• The exercise
Write out every entry, unchanged. Skip any picture.

Location annotation dataset excerpts:
— begin —

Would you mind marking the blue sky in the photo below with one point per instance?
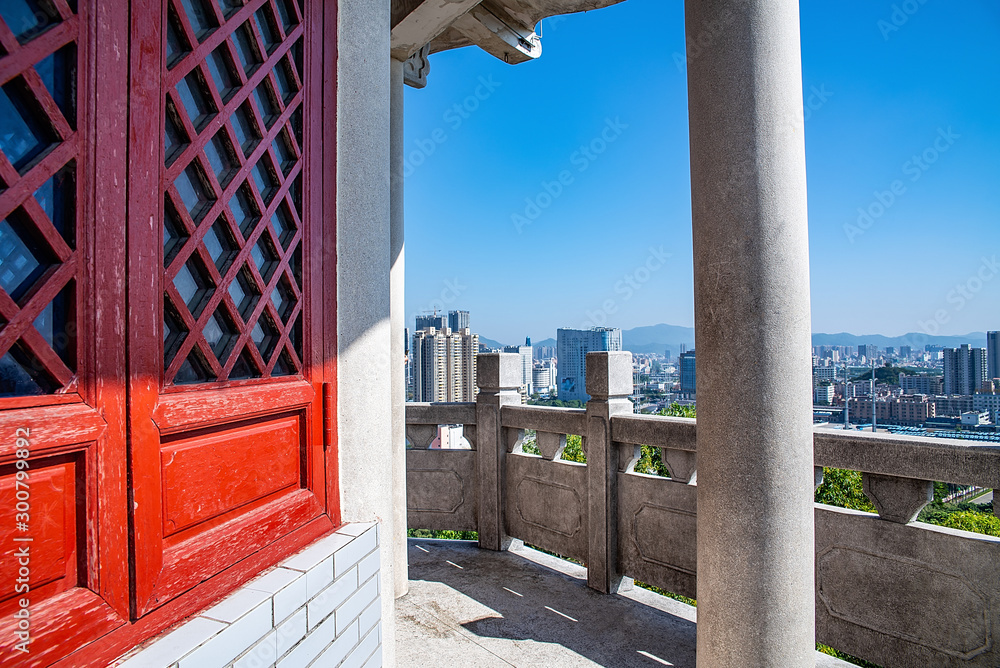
(507, 218)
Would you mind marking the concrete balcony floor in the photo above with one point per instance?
(470, 607)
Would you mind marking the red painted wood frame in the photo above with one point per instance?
(123, 451)
(74, 417)
(226, 301)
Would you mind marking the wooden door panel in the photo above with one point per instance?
(55, 392)
(227, 440)
(49, 496)
(198, 484)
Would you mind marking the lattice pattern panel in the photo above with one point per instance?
(232, 186)
(39, 147)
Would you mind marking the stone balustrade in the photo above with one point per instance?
(888, 589)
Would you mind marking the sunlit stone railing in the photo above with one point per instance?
(888, 589)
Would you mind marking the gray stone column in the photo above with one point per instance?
(609, 384)
(364, 392)
(751, 271)
(498, 376)
(397, 327)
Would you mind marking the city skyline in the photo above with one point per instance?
(899, 126)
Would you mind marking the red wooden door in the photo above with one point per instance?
(225, 294)
(167, 309)
(63, 508)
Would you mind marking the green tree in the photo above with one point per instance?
(842, 488)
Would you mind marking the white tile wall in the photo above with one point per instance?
(318, 607)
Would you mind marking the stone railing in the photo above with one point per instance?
(888, 589)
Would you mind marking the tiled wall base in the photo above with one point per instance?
(319, 607)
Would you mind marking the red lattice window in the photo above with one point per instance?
(232, 193)
(39, 147)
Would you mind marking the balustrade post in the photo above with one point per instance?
(609, 384)
(498, 377)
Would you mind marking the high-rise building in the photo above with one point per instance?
(527, 366)
(868, 350)
(458, 320)
(964, 369)
(436, 321)
(686, 362)
(993, 354)
(919, 384)
(572, 346)
(444, 365)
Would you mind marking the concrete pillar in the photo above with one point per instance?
(397, 327)
(609, 384)
(751, 271)
(498, 376)
(364, 394)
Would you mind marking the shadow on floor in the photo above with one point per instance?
(524, 608)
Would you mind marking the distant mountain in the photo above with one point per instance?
(658, 338)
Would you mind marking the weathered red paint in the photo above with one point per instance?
(138, 535)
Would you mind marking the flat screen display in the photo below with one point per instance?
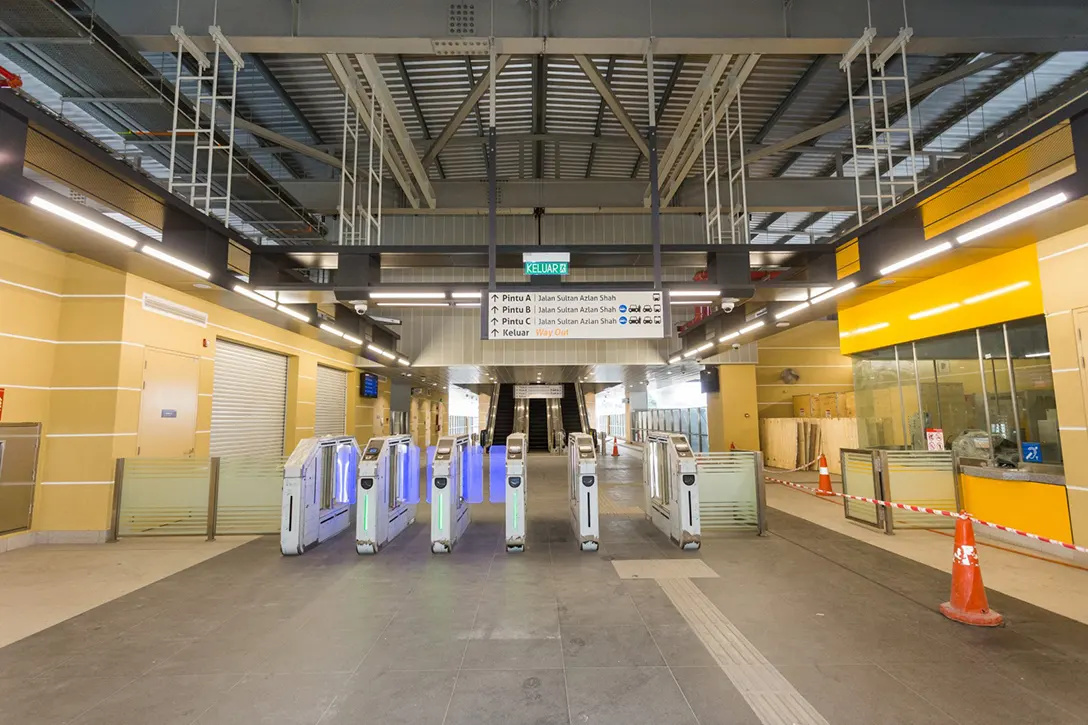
(368, 385)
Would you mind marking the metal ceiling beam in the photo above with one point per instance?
(606, 94)
(392, 114)
(462, 112)
(348, 82)
(416, 107)
(662, 105)
(679, 26)
(737, 81)
(600, 120)
(715, 69)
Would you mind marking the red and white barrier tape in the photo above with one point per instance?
(936, 512)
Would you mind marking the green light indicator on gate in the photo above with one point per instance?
(554, 268)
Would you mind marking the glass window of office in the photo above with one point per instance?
(994, 379)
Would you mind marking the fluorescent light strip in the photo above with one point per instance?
(791, 310)
(1013, 218)
(412, 305)
(694, 293)
(754, 326)
(83, 221)
(291, 312)
(935, 310)
(996, 293)
(245, 292)
(170, 259)
(931, 252)
(407, 295)
(862, 331)
(832, 293)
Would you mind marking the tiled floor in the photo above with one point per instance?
(548, 636)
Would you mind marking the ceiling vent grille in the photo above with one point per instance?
(167, 308)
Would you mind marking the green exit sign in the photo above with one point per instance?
(546, 268)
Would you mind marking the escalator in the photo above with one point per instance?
(538, 425)
(571, 416)
(504, 416)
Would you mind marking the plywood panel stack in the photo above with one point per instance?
(793, 442)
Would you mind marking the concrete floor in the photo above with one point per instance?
(802, 626)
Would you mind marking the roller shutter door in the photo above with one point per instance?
(249, 402)
(331, 415)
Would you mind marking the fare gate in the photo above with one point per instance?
(584, 513)
(388, 487)
(670, 480)
(449, 510)
(318, 491)
(517, 491)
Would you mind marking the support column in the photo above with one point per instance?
(731, 414)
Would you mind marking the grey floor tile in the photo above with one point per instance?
(977, 696)
(514, 654)
(162, 700)
(862, 695)
(392, 698)
(609, 647)
(49, 700)
(623, 696)
(510, 696)
(295, 699)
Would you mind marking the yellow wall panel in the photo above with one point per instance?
(1037, 507)
(73, 507)
(895, 308)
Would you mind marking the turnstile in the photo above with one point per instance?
(388, 487)
(517, 480)
(318, 491)
(670, 480)
(584, 515)
(449, 511)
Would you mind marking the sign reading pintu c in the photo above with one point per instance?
(546, 262)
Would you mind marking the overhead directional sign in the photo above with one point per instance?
(575, 315)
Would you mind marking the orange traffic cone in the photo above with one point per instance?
(967, 603)
(825, 478)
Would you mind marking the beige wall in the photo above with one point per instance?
(812, 351)
(1065, 302)
(73, 335)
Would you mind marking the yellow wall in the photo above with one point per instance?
(73, 335)
(813, 352)
(1027, 505)
(1062, 262)
(732, 413)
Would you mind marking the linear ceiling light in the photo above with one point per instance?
(295, 314)
(862, 331)
(245, 292)
(1013, 218)
(997, 293)
(407, 295)
(83, 221)
(754, 326)
(170, 259)
(934, 310)
(694, 293)
(832, 293)
(926, 254)
(790, 310)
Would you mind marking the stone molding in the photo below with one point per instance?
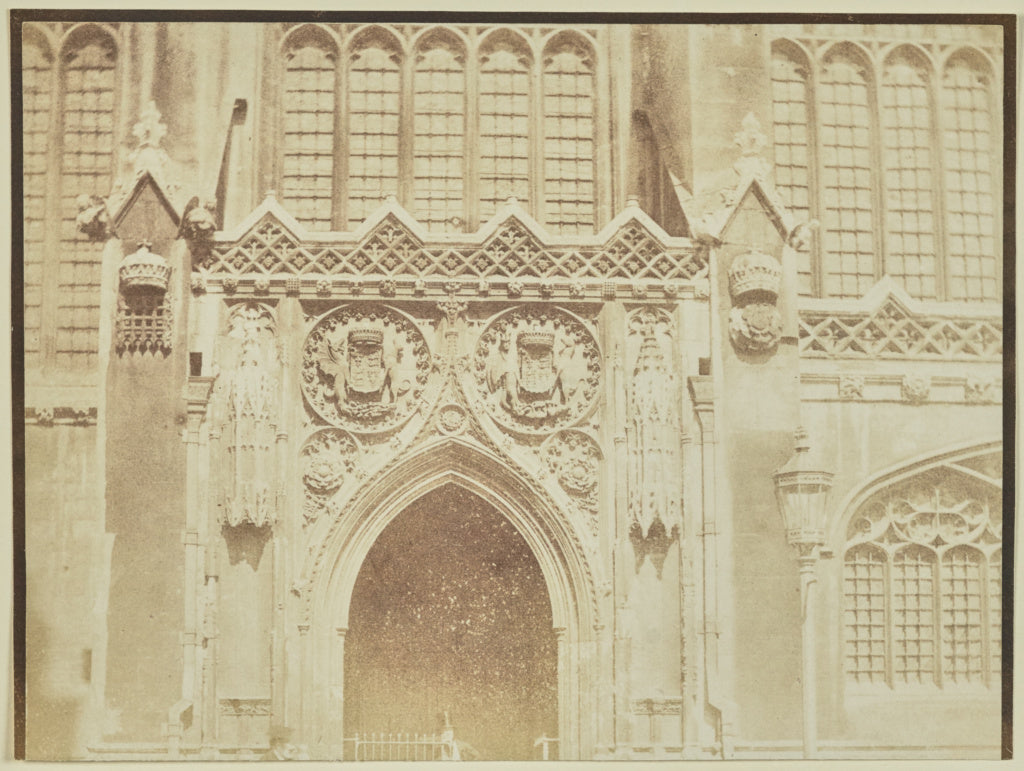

— end —

• Task solution
Would you mind marking the blue sky in the photo below with one point per instance?
(507, 218)
Would you mind marking the concrete balcony floor in the photo above with one point per instance?
(470, 607)
Would you mind marking the red painted wood frame in the photo above with one point per instance?
(123, 451)
(74, 417)
(226, 301)
Would you mind marking the wooden door panel in the photo above with one point per instance?
(55, 392)
(227, 440)
(49, 496)
(198, 484)
Would you mind marking the lattice pattern panel in the photo above with one point per instance?
(232, 186)
(39, 147)
Would you mind marking the stone balustrade in the photo above with one point per instance?
(888, 589)
Would you mind marking the sunlit stone railing in the photo above with one point per instance?
(888, 589)
Would you mind marking the gray stone column in the photo above with one point per instance?
(609, 384)
(364, 392)
(751, 271)
(498, 376)
(397, 327)
Would you mind marking the city skyline in the photo above with one point per instance?
(899, 126)
Would you mind marking the red wooden door in the photo above with one point per instance?
(225, 294)
(167, 309)
(63, 508)
Would you mind marking the green tree in the photo above with one point per instance?
(842, 488)
Would you mind marking the white tile wall in the photo above with one point per instance?
(318, 607)
Would you mind marking the stone railing in the photo above with one point per instance?
(888, 589)
Would you mind marking the tiled wall base in the photo above with one point per instance?
(319, 607)
Would you mind marking the red lattice window in the photo above with one point per instance?
(232, 193)
(39, 147)
Would you mind marking the balustrade post in the photo above with one point per instance?
(609, 384)
(498, 377)
Would you mind marking the high-rise building in the photo above with one point per instance?
(527, 366)
(868, 350)
(458, 320)
(964, 369)
(436, 321)
(686, 362)
(993, 354)
(919, 384)
(572, 346)
(444, 365)
Would you mind marking the concrete pillar in the photo above with one point per instance?
(397, 327)
(609, 384)
(751, 271)
(498, 376)
(364, 394)
Would you mind marking the shadow on floor in the photo above with one point per instance?
(524, 608)
Would you mind marking the distant mountain in the photo above with one point per instance?
(658, 338)
Would you mind marking the weathered red paint in the photo above with one point per instance?
(138, 535)
Would you mind marking the flat screen display in the photo below with one point per instance?
(368, 385)
Would you mind marking the metal ceiling beam in the photo above with one point per instance?
(606, 94)
(392, 114)
(462, 112)
(348, 82)
(416, 107)
(662, 105)
(679, 26)
(737, 81)
(600, 120)
(715, 69)
Would you mind marking the red and white barrier tape in the photo above with one point per instance?
(936, 512)
Would you mind marking the green light indicator on gate in the photo above with one point per instance?
(554, 268)
Would you mind marking the glass window of office in the photo above with one point per instance?
(994, 379)
Would you mind marking the fluorescent light strip in the photo above with one point per instance?
(791, 310)
(1013, 218)
(412, 305)
(694, 293)
(754, 326)
(83, 221)
(291, 312)
(935, 310)
(996, 293)
(245, 292)
(170, 259)
(931, 252)
(407, 295)
(862, 331)
(832, 293)
Would you mind marking the tiled floor in the photo above with one point per instance?
(548, 636)
Would you mind marking the ceiling vent grille in the photo above with one point per instance?
(167, 308)
Would you mind marking the green exit sign in the photo above with one point per instance?
(546, 268)
Would you mind marking the escalator in the photo above with one point per instance?
(538, 425)
(571, 416)
(504, 416)
Would you mind marking the plywood panel stack in the photo above with one point per instance?
(793, 442)
Would you mind marking the concrete floor in the photo above with one point per instance?
(802, 626)
Would you mind marking the roller shutter door in the photo above with one point per instance?
(249, 402)
(331, 415)
Would you mind marking the fare gate in the photo above with one point per instance?
(584, 513)
(388, 487)
(670, 480)
(449, 510)
(318, 491)
(517, 491)
Would you mind marking the support column in the photo above with one point per instance?
(731, 414)
Would you mind marking the grey floor tile in the photo above with one point per instance?
(977, 696)
(514, 654)
(162, 700)
(862, 695)
(392, 698)
(609, 647)
(49, 700)
(623, 696)
(510, 696)
(295, 699)
Would you mind marking the yellow wall panel in the photo above with one point per instance?
(1037, 507)
(73, 507)
(895, 308)
Would you mind marking the turnstile in the photo above with one point per instance?
(388, 487)
(517, 480)
(318, 491)
(670, 480)
(584, 515)
(449, 511)
Would you mind marking the sign reading pintu c in the photo above with one point per instance?
(546, 262)
Would you mind marking the overhead directional sign in the photo above with one point per instance?
(575, 315)
Would you mind marking the orange traffic cone in the photo above with one point per instance?
(967, 603)
(825, 478)
Would you mind marking the beige wall in the photo above with one point per instance?
(812, 351)
(1065, 302)
(73, 335)
Would you mind marking the yellow wall in the photo above with one point per instance?
(73, 335)
(813, 352)
(1027, 505)
(1062, 262)
(732, 413)
Would you mind marking the linear ceiling light in the photo above with one point per instance?
(295, 314)
(862, 331)
(245, 292)
(1013, 218)
(997, 293)
(407, 295)
(83, 221)
(754, 326)
(170, 259)
(934, 310)
(694, 293)
(832, 293)
(926, 254)
(790, 310)
Would you mind marking the stone molding in the photo below with one point per instance?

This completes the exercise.